## WORK REQUEST
Starting with the first line and ending with the last, copy the entries word for word.

## TASK INPUTS

========================================

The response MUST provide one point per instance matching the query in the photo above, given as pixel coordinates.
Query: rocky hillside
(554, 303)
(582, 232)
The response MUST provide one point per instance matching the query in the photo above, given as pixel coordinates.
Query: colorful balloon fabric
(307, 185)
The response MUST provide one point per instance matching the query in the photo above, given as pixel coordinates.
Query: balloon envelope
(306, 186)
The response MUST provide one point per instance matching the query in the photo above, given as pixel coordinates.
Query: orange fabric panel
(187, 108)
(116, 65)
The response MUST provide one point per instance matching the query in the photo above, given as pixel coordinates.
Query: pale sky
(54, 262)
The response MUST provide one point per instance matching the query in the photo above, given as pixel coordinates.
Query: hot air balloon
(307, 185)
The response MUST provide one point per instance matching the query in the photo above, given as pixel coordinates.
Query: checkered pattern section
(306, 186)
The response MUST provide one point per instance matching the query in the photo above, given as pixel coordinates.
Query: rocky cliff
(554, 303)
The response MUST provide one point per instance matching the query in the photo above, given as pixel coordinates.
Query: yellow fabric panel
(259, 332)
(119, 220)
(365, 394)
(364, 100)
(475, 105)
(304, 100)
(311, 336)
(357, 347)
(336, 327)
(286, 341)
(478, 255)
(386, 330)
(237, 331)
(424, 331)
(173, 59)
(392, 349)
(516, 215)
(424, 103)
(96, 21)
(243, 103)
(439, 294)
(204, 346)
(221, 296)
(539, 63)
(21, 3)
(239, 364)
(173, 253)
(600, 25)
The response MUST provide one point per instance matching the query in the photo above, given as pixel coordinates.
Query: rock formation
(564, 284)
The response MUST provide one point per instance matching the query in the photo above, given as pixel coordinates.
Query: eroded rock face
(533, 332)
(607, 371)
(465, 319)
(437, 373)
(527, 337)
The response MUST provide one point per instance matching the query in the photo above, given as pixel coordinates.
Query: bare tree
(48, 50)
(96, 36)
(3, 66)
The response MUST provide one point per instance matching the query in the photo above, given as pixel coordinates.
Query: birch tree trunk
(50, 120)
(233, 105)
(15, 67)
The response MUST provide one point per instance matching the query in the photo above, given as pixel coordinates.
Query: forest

========================================

## RESPONSE
The response MUST provide one point per instance matching the query in the photo above, given as pixel coordinates.
Query: rocky hillside
(554, 303)
(582, 232)
The response MUST provide one point per instance matching the query in the photo above, given as pixel coordinates.
Query: colorful balloon fabric
(307, 185)
The response MUST provide one point per instance matching the query in the photo above, given as pixel coordinates.
Query: balloon envelope
(306, 186)
The response MUST provide one point per instance matching the query in the photo above, given as pixel coordinates.
Query: orange fabric panel
(187, 108)
(116, 65)
The response MUST provide one point per instance matching the query in the photo above, given as pixel coordinates.
Query: pale sky
(54, 262)
The response MUST provide one point per instance matching the query in the photo above, given as pixel coordinates.
Query: hot air balloon
(307, 185)
The response MUST provide one point per instance matching the query in the photo above, given as pixel coordinates.
Query: checkered pattern section
(306, 186)
The response MUST provide one point per instance matching the query in the photo above, given as pixel coordinates.
Query: rocky cliff
(554, 303)
The response MUST provide one point per instance matching the query in the photo above, given as pixel coordinates.
Query: yellow fabric panel
(259, 332)
(119, 220)
(365, 394)
(364, 100)
(475, 105)
(304, 100)
(311, 336)
(357, 347)
(336, 327)
(286, 341)
(478, 255)
(386, 330)
(237, 331)
(424, 331)
(173, 59)
(392, 349)
(516, 215)
(424, 103)
(96, 21)
(243, 103)
(439, 294)
(204, 346)
(221, 296)
(539, 63)
(21, 3)
(239, 364)
(173, 253)
(600, 25)
The response MUST provide one point per instance matching the query in the photo above, given as pixel coordinates.
Query: rock formation
(564, 284)
The response MUST provide one point per instance matching the query in the photo above, given as pixel coordinates.
Query: eroded rock face
(533, 332)
(607, 371)
(465, 319)
(437, 373)
(527, 337)
The response MUST provide one point per instance matching the query in the photo above, given as pixel coordinates.
Query: bare tree
(48, 50)
(96, 36)
(3, 66)
The response MUST provide one point per instance matching the query in the photo above, given as pixel coordinates.
Query: birch tree trunk
(50, 120)
(233, 105)
(15, 67)
The response MUST provide one point per instance matching the query in the photo above, given as pixel coordinates.
Query: forest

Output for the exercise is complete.